──────── Texte fourni ────────

Depuis le 10 décembre 2024, la programmation artistique de La Gaîté Lyrique à Paris est annulée ou délocalisée. Si les portes sont fermées au public, ses espaces sont occupés par le Collectif des Jeunes du Parc de Belleville. Malgré le courage des équipes et de sa programmatrice Juliette Donadieu, c’est une situation qu’elle déplore et demande une nécessaire prise de responsabilités des autorités.
Quelle est la situation de La Gaîté Lyrique aujourd’hui, après 50 jours d’occupation ?
Juliette Donadieu : Nous sommes effectivement à 50 jours d’occupation de plus de 300 jeunes. Une occupation subie, illicite et que nous déplorons. En même temps, notre position est toujours la même : il est impensable, inacceptable de rejeter ces personnes à la rue en plein hiver.
Quelle est l’organisation du groupe sur place au quotidien ? Comment les choses se passent-elles concrètement chez vous ?
J. D. : Le lieu est fermé jusqu’à nouvel ordre et le Collectif des Jeunes du Parc de Belleville occupe le premier étage et le rez-de-chaussée. Ce sont des espaces auxquels les équipes n’ont pas accès. Elles n’ont accès qu’à leurs bureaux. Tout est cloisonné et le Collectif gère l’occupation, l’organisation des distributions de repas et les règles mises en place. Toutefois, la sécurité du bâtiment en tant que telle est toujours sous notre responsabilité, en tant que concessionnaires. Pour autant, c’est le Collectif qui gère et filtre les personnes qui rentrent dans les espaces occupés.

──────── Données ────────

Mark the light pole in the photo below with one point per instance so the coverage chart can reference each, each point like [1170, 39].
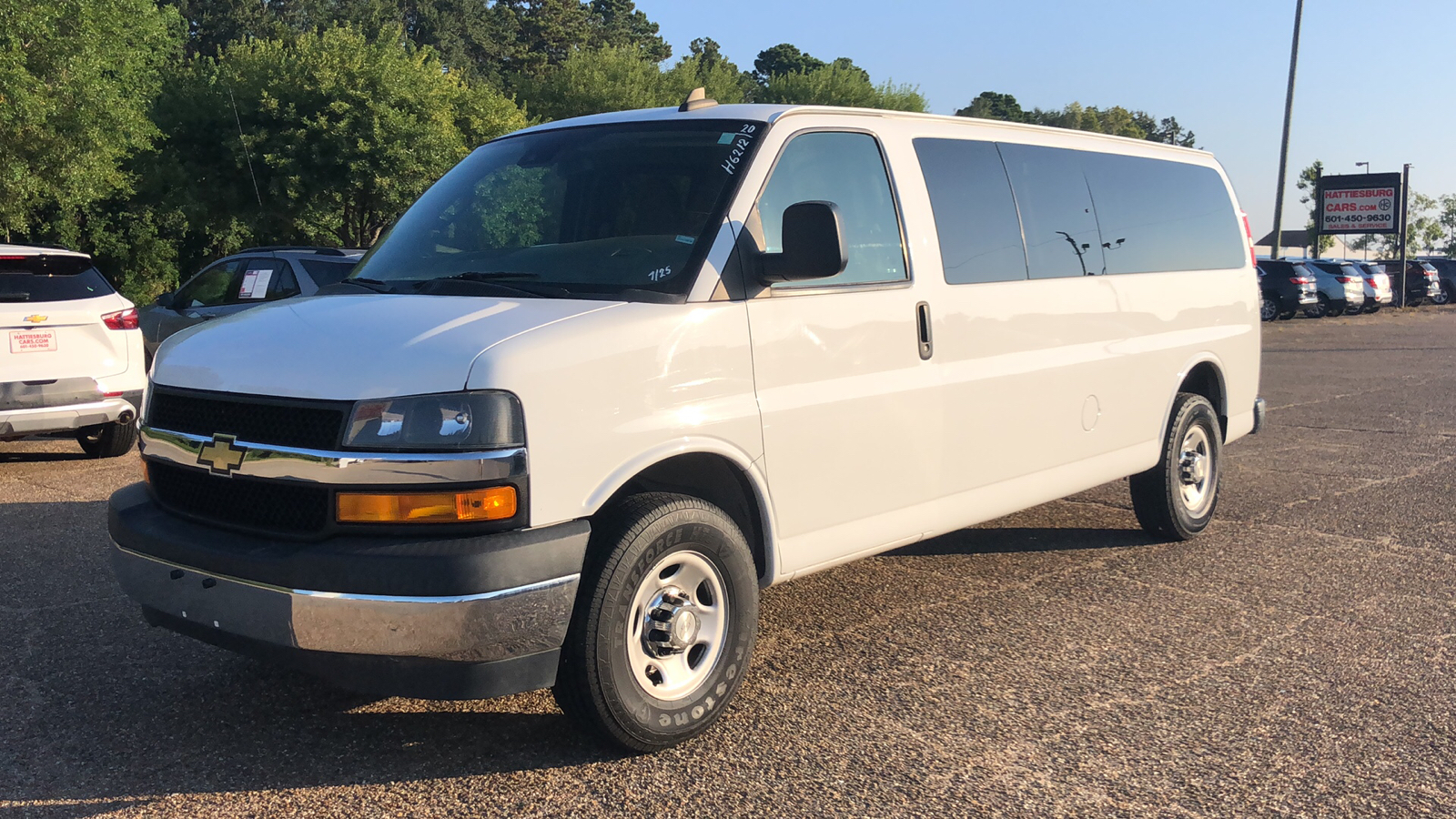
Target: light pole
[1283, 147]
[1366, 237]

────────

### [Consignes]
[A] D'après le texte sur La Gaîté Lyrique, combien de jeunes occupent le lieu au bout de 50 jours ?
[B] Relevez, dans le texte sur La Gaîté Lyrique, tout ce que le Collectif des Jeunes du Parc de Belleville gère.
[C] Continuez le texte sur La Gaîté Lyrique à partir de sa dernière phrase.

### [Réponses]
[A] Plus de 300 jeunes.

[B]
- l'occupation
- l'organisation des distributions de repas
- les règles mises en place
- les personnes qui entrent dans les espaces occupés (qu'il filtre aussi)

[C]
Comment la situation en est-elle arrivée là ?
J. D. : Ce que je vois, c’est que nous subissons à la fois la situation mais également l’inaction des autorités avec un dialogue qui nous semble impossible entre l’État et la Ville sur la prise en charge et la proposition de solutions de mise à l’abri. Pourtant, la maire de Paris l’a récemment dit et nous partageons les mêmes convictions : on ne met pas à la rue des jeunes en plein hiver.
Comment permettre à ces jeunes d’être en sécurité ?
J. D. : La Ville – qui est notre tutelle aujourd’hui – cherche des solutions avec le concours de l’État. L’analyse et la complexité de la situation ne relèvent pas de ma compétence ; en revanche, nous avons besoin qu’un lieu culturel continue d’exister, qu’il ne disparaisse pas. Il est urgent de rouvrir les portes et notre activité. Pour autant, nous réaffirmons des valeurs humanistes très simples : des solutions existent de mise à l’abri, des listes de bâtiments ont été publiées par la Ville. Il faut que les autorités prennent leurs responsabilités et proposent une mise à l’abri.
Pourquoi entre la Maison des Métallos il y a quelques mois, et aujourd’hui La Gaîté Lyrique, ce sont les lieux culturels qui servent de moyen de pression ?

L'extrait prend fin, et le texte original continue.